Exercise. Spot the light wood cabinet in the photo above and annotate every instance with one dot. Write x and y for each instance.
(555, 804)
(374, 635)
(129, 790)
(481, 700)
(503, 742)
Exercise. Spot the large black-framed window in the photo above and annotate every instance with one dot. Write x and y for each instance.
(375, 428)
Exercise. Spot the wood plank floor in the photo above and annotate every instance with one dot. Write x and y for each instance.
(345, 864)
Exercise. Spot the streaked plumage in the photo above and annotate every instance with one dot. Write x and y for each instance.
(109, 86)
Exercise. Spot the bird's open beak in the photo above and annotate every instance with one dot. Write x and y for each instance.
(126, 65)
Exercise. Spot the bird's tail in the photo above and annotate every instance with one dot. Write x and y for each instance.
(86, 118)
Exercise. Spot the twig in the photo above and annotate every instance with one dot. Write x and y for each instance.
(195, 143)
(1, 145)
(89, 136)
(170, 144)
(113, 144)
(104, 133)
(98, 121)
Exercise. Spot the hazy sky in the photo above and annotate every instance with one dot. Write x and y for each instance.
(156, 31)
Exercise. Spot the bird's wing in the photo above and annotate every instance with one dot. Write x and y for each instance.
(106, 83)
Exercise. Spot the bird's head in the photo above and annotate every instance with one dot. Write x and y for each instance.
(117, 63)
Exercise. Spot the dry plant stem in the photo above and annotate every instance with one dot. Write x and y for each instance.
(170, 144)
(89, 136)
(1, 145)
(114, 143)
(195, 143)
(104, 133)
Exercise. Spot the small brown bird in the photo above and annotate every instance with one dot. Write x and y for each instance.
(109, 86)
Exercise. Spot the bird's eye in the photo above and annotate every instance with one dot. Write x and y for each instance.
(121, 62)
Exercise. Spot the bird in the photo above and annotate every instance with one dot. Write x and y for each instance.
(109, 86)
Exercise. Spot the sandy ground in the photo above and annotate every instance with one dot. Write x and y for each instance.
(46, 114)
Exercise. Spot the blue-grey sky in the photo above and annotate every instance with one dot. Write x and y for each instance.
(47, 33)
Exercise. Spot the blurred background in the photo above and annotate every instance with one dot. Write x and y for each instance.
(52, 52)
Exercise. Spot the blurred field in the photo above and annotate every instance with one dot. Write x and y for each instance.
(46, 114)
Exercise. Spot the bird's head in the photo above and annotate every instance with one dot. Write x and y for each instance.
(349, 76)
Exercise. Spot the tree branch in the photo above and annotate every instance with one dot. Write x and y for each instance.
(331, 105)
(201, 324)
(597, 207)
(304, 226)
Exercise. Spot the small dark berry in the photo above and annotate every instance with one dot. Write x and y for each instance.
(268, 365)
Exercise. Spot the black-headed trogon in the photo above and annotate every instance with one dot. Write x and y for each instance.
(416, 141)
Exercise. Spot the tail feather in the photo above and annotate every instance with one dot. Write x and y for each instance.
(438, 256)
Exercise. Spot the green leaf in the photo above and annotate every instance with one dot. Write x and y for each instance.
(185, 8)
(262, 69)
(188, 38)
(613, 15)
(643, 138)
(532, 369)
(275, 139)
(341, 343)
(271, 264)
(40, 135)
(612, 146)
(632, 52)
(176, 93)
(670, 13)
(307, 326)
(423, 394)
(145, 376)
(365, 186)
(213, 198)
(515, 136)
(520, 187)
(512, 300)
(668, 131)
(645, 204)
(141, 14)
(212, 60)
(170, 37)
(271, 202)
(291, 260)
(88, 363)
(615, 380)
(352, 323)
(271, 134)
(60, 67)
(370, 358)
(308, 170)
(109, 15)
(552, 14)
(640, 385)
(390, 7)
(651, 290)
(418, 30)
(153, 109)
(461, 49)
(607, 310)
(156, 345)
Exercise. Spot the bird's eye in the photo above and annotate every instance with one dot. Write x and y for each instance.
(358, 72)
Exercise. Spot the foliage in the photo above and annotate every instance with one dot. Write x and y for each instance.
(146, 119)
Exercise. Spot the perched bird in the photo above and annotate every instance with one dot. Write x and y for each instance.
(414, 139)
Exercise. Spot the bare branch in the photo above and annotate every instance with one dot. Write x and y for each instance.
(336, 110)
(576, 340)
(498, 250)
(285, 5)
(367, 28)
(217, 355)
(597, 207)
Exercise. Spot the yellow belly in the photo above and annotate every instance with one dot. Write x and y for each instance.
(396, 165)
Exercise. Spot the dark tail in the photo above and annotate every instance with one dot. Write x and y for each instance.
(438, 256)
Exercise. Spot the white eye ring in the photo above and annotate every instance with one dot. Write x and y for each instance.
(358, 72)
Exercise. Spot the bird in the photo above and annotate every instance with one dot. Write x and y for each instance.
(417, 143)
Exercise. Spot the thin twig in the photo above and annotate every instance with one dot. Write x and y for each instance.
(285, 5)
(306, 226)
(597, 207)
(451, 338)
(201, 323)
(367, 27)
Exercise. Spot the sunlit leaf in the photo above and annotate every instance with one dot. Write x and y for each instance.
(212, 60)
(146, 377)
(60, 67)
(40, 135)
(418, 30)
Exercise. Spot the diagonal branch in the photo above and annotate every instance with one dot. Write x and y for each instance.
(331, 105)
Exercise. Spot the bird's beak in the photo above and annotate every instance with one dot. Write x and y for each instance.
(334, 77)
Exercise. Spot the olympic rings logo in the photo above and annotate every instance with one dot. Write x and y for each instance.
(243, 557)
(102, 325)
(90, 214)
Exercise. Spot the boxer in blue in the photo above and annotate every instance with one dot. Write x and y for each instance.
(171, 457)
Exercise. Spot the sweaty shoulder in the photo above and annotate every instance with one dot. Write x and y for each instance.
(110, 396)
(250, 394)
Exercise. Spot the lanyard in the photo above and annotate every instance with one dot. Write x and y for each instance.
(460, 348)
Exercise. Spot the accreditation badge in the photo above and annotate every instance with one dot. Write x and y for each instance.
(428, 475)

· · · ·

→ Objective: Starting at the line containing "Exercise. Spot the accreditation" and ending at the last line above, repeat every line, the requests included, with each x and y coordinate in the answers shifted by adding 148.

→ Solution below:
Exercise. Spot the accreditation badge in the photo above and annotate every instance with one dot. Write x and y for each instance.
(576, 623)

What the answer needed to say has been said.